原文:
──────────────────────────────
3.2 ALS vs SGD：两种优化路线

SGD（随机梯度下降）：

每次随机取一个已知评分，计算误差，更新 U 和 V 的对应行
适合显反馈（有明确的目标评分）
不好并行化，但收敛速度快

ALS（交替最小二乘）：

固定 V，对 U 求解最优解（闭合形式）；然后固定 U，对 V 求解
交替进行直到收敛
天然适合隐反馈和并行化，Spark MLlib 中推荐系统的默认算法

python 复制代码

import numpy as np
from scipy.sparse import csr_matrix
from sklearn.utils.extmath import randomized_svd

class ALSRecommender:
    """
    交替最小二乘矩阵分解（隐反馈版本）
    
    隐反馈处理：将 r_ui > 0 视为正反馈，置信度 c_ui = 1 + alpha * r_ui
    """
    def __init__(self, n_factors=50, n_iterations=20, regularization=0.01, alpha=40):
        self.n_factors = n_factors
        self.n_iterations = n_iterations
        self.reg = regularization
        self.alpha = alpha  # 隐反馈置信度缩放因子
    
    def fit(self, R):
        """
        R: 隐反馈矩阵 (n_users, n_items)，值为交互次数或置信度
        """
        n_users, n_items = R.shape
        
        # 置信矩阵：c_ui = 1 + alpha * r_ui
        # 有交互的位置置信度高，未交互位置置信度为1（非0！）
        C = 1 + self.alpha * R
        
        # 偏好矩阵：p_ui = 1 if r_ui > 0 else 0
        P = (R > 0).astype(float)
        
        # 随机初始化
        self.user_factors = np.random.normal(0, 0.01, (n_users, self.n_factors))
        self.item_factors = np.random.normal(0, 0.01, (n_items, self.n_factors))
        
        I = np.eye(self.n_factors)
        
        for iteration in range(self.n_iterations):
            # 更新用户因子（固定物品因子）
            VtV = self.item_factors.T @ self.item_factors
            for u in range(n_users):
                c_u = C[u]  # 用户 u 的置信度向量
                # 每个物品的贡献被各自的置信度加权
                VtCuV = self.item_factors.T @ (np.diag(c_u) @ self.item_factors)
                VtCuPu = self.item_factors.T @ (c_u * P[u])
                self.user_factors[u] = np.linalg.solve(
                    VtCuV + self.reg * I, VtCuPu
                )
──────────────────────────────
练习任务:
1) 根据原文，Spark MLlib 中推荐系统的默认算法是什么？
2) 请从原文代码的最后一行之后接着续写，完成后续部分。

已知数据:
──────────────────────────────
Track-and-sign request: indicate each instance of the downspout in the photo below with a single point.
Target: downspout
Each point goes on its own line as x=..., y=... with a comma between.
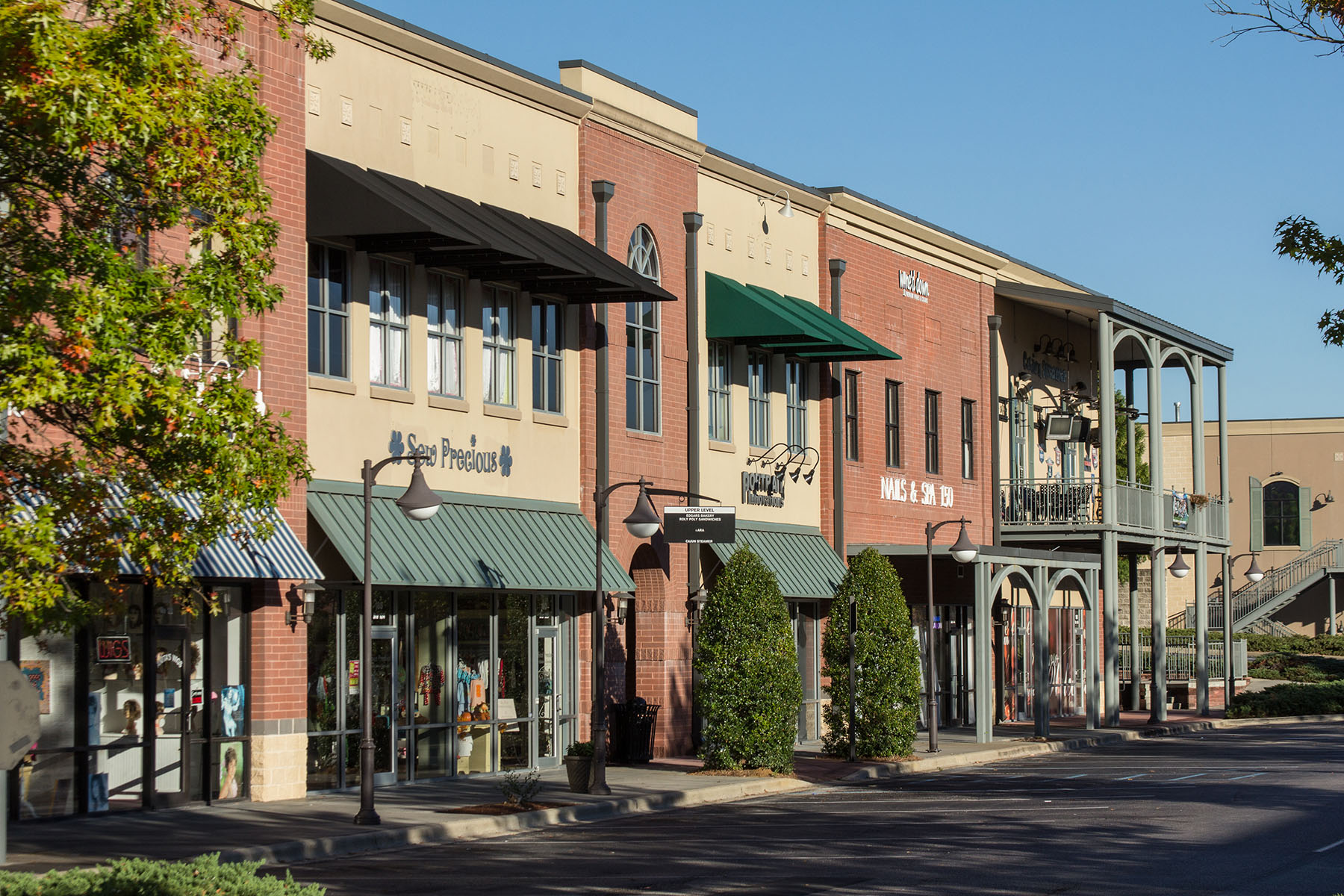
x=603, y=193
x=995, y=323
x=692, y=222
x=838, y=425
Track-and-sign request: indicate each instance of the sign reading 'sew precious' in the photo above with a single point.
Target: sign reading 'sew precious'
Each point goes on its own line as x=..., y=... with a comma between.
x=699, y=526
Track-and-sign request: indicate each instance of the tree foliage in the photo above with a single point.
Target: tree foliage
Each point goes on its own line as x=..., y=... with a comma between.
x=1322, y=23
x=749, y=691
x=134, y=234
x=886, y=662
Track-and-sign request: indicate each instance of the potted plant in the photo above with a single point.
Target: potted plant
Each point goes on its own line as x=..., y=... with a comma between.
x=578, y=765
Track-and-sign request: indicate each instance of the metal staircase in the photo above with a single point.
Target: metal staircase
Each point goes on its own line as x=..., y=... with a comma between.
x=1254, y=602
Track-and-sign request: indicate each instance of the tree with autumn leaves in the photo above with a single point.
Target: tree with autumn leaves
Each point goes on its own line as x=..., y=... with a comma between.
x=134, y=235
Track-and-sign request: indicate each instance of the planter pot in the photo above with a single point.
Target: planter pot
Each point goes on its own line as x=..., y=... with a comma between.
x=579, y=770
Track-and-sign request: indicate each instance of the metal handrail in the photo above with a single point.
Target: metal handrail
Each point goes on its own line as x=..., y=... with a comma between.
x=1253, y=595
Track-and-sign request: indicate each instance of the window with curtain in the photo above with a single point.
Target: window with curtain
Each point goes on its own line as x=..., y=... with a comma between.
x=930, y=432
x=386, y=323
x=329, y=312
x=719, y=411
x=444, y=320
x=893, y=423
x=851, y=415
x=968, y=429
x=547, y=347
x=759, y=399
x=497, y=346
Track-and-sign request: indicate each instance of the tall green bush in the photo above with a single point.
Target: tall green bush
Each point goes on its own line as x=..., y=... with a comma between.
x=886, y=659
x=146, y=877
x=749, y=691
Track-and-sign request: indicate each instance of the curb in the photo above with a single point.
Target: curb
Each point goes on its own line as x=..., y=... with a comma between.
x=483, y=827
x=878, y=771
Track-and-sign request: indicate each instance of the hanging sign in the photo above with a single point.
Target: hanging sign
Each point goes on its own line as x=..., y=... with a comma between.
x=699, y=526
x=113, y=648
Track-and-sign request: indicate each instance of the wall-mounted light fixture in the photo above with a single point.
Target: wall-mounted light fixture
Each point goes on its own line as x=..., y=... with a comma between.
x=785, y=211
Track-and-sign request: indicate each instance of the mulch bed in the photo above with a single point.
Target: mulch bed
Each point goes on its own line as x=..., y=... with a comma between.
x=503, y=809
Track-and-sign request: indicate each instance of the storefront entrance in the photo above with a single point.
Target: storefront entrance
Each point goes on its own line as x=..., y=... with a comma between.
x=461, y=684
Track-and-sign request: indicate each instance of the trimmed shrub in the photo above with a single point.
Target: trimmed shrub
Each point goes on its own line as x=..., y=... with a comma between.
x=146, y=877
x=749, y=691
x=1289, y=700
x=886, y=664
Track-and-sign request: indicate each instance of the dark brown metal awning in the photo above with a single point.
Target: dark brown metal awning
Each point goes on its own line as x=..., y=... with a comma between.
x=389, y=214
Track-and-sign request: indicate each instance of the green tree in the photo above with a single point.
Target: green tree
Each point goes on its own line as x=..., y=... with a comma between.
x=1320, y=23
x=749, y=691
x=886, y=662
x=134, y=226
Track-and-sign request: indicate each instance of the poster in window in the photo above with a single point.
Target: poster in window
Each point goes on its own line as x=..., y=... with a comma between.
x=38, y=672
x=230, y=770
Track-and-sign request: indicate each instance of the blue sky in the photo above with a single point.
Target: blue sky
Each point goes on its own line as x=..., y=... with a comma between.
x=1116, y=144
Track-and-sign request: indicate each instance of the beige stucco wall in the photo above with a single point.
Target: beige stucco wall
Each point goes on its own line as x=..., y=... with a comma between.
x=785, y=260
x=418, y=109
x=351, y=421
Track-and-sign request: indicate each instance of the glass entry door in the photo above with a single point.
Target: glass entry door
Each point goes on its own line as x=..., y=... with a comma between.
x=171, y=718
x=550, y=696
x=383, y=688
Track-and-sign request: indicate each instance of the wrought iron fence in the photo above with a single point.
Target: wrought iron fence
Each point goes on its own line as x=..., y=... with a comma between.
x=1182, y=656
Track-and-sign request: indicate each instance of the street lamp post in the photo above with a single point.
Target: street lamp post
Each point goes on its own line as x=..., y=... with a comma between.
x=418, y=503
x=1253, y=574
x=643, y=523
x=962, y=551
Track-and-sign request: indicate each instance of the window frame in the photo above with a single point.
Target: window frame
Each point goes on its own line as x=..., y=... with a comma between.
x=759, y=398
x=327, y=314
x=495, y=346
x=968, y=438
x=932, y=448
x=719, y=386
x=544, y=361
x=796, y=402
x=644, y=388
x=386, y=326
x=851, y=415
x=893, y=411
x=440, y=336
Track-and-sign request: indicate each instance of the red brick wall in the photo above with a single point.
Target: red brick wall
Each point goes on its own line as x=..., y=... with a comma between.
x=944, y=346
x=652, y=187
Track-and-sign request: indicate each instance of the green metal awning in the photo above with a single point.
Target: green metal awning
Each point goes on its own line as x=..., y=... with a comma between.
x=757, y=316
x=473, y=541
x=800, y=556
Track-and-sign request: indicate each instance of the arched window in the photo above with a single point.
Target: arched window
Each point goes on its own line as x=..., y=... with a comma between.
x=641, y=340
x=1283, y=514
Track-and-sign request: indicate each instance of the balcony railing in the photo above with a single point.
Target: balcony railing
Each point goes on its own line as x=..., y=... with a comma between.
x=1075, y=503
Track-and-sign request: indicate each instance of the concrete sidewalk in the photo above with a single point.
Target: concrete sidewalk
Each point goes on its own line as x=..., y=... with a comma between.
x=322, y=825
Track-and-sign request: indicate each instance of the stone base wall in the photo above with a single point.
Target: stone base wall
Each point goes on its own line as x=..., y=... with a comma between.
x=279, y=768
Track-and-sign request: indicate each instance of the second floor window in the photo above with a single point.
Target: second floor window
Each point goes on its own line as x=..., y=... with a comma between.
x=930, y=432
x=893, y=423
x=1283, y=514
x=759, y=399
x=796, y=401
x=329, y=314
x=547, y=347
x=851, y=415
x=444, y=316
x=497, y=346
x=386, y=323
x=719, y=413
x=641, y=340
x=968, y=429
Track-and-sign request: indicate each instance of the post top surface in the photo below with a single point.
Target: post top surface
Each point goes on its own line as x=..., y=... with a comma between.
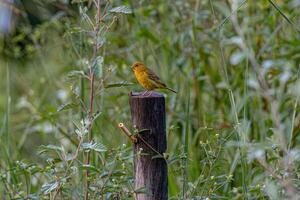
x=149, y=94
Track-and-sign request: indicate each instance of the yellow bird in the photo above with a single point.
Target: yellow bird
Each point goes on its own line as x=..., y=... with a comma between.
x=147, y=78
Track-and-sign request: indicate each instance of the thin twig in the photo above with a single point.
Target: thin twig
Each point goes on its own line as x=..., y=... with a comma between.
x=92, y=78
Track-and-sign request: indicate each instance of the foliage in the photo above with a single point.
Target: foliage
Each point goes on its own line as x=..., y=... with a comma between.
x=233, y=128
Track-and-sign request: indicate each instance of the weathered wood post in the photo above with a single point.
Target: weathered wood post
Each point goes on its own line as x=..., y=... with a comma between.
x=148, y=114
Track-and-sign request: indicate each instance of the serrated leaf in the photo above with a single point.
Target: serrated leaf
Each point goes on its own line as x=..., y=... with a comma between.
x=66, y=106
x=78, y=1
x=121, y=9
x=97, y=65
x=49, y=147
x=49, y=187
x=119, y=84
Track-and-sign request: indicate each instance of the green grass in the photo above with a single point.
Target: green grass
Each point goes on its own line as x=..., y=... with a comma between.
x=232, y=129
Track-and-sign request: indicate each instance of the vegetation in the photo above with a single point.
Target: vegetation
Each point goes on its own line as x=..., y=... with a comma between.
x=233, y=128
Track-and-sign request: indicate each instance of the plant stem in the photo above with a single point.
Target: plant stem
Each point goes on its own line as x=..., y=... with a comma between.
x=90, y=113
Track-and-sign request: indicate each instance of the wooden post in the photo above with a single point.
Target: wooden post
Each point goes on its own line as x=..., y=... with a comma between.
x=148, y=114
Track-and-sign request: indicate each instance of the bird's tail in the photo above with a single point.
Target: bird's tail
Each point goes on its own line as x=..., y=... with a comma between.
x=171, y=90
──────────────────────────────
任务答案:
1) ALS（交替最小二乘）。

2)
            
            # 更新物品因子（固定用户因子）
            UtU = self.user_factors.T @ self.user_factors
            for i in range(n_items):
                c_i = C[:, i]  # 物品 i 的置信度向量
                UtCiU = self.user_factors.T @ (np.diag(c_i) @ self.user_factors)
                UtCiPi = self.user_factors.T @ (c_i * P[:, i])
                self.item_factors[i] = np.linalg.solve(
                    UtCiU + self.reg * I, UtCiPi
                )
    
    def recommend(self, user_id, n_items=10, filter_already_interacted=True):
        """推荐 top-n 物品"""
        user_vec = self.user_factors[user_id]
        scores = self.item_factors @ user_vec
        
        if filter_already_interacted:
            # 过滤已经交互过的物品（通常不再推荐）
            # 实际工程中根据业务决定是否过滤
            pass
        
        top_items = np.argsort(scores)[::-1][:n_items]
        return list(zip(top_items, scores[top_items]))

3.3 BPR：隐反馈场景的正确打开方式

当数据是隐反馈时，直接用 ALS 仍然有问题：「未交互」被当作负样本（即使只是因为没曝光）。

BPR（Bayesian Personalized Ranking，贝叶斯个性化排序） 换了一个思路：

复制代码

不预测「评分」，而是预测「排序」

对于用户 u：
  已交互的物品 i（正样本）应该排在未交互物品 j（采样的负样本）前面
  
优化目标：最大化 P(u 更喜欢 i 而不是 j)
         = sigmoid(ŷ_ui - ŷ_uj)

损失函数：BPR-OPT = Σ -ln σ(ŷ_ui - ŷ_uj) + 正则项

BPR 的核心洞察：排序问题天然比评分预测更符合推荐的业务目标------用户关心的是「哪个排第一」，而不是「评分是 4.2 还是 4.5」。

python 复制代码

import torch
import torch.nn as nn

class BPRModel(nn.Module):
    """BPR 矩阵分解实现"""
    def __init__(self, n_users, n_items, n_factors=50):
        super().__init__()
        self.user_embedding = nn.Embedding(n_users, n_factors)
        self.item_embedding = nn.Embedding(n_items, n_factors)
        
        # 初始化
        nn.init.normal_(self.user_embedding.weight, std=0.01)
        nn.init.normal_(self.item_embedding.weight, std=0.01)
    
    def forward(self, user_ids, pos_item_ids, neg_item_ids):
        user_vecs = self.user_embedding(user_ids)
        pos_item_vecs = self.item_embedding(pos_item_ids)
        neg_item_vecs = self.item_embedding(neg_item_ids)
        
        # 正样本得分
        pos_scores = (user_vecs * pos_item_vecs).sum(dim=1)
        # 负样本得分
        neg_scores = (user_vecs * neg_item_vecs).sum(dim=1)
        
        # BPR 损失
        loss = -torch.log(torch.sigmoid(pos_scores - neg_scores)).mean()
        return loss

def sample_triplets(user_item_matrix, n_samples):
    """
    负采样：对每个正样本 (u, i+)，随机采样一个未交互物品 j
    """
    users, pos_items, neg_items = [], [], []
    n_items = user_item_matrix.shape[1]
    
    interacted_users, interacted_items = user_item_matrix.nonzero()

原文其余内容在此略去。